**Task directions**
Pull out each line in the data below that contains the word "person" and copy those lines unchanged.

**Data provided**
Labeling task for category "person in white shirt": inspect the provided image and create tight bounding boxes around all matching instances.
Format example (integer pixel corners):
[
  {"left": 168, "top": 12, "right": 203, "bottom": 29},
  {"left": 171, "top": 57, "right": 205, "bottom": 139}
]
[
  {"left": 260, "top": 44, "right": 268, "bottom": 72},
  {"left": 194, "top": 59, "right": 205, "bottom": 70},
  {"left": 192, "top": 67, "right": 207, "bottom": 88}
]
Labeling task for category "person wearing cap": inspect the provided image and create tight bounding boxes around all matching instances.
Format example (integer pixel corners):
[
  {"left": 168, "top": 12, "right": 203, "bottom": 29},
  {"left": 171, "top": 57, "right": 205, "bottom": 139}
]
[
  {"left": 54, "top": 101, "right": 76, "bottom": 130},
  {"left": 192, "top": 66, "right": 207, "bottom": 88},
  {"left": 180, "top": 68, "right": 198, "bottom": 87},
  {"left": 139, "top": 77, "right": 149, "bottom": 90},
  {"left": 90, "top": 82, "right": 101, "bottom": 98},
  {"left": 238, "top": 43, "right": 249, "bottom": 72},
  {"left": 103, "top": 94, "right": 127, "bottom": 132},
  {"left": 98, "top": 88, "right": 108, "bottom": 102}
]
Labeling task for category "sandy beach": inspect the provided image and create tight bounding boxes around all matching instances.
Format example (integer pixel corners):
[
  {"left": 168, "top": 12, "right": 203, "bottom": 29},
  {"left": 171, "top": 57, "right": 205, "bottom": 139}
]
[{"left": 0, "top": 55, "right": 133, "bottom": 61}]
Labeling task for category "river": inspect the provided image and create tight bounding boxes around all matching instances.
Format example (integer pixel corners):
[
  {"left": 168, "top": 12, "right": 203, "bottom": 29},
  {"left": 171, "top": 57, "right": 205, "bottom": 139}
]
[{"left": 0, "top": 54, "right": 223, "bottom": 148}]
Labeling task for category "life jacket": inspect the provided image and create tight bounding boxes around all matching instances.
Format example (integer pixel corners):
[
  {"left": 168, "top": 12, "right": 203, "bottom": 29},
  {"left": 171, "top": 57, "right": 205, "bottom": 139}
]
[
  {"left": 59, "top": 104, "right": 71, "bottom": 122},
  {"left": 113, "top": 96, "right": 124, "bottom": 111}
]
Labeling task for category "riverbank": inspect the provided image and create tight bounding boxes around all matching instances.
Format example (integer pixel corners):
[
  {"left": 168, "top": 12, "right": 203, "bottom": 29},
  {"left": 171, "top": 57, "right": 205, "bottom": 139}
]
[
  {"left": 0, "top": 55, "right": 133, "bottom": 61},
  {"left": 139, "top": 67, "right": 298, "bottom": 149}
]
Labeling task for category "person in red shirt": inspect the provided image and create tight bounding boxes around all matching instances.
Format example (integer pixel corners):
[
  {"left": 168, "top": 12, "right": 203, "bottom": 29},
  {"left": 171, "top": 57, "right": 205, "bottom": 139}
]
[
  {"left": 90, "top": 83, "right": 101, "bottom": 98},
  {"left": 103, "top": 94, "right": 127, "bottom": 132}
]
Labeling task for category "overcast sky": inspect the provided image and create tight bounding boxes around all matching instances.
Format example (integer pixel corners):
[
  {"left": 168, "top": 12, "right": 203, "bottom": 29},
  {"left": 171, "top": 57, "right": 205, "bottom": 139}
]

**Task response**
Labeling task for category "person in white shirt": inspect the provided image and create tight bounding boxes around all matching instances.
Labeling task for category "person wearing cap": inspect the provided image and create tight bounding boxes around all matching instances.
Labeling task for category "person in red shirt": inspect the provided image and create tight bounding boxes around all matching instances.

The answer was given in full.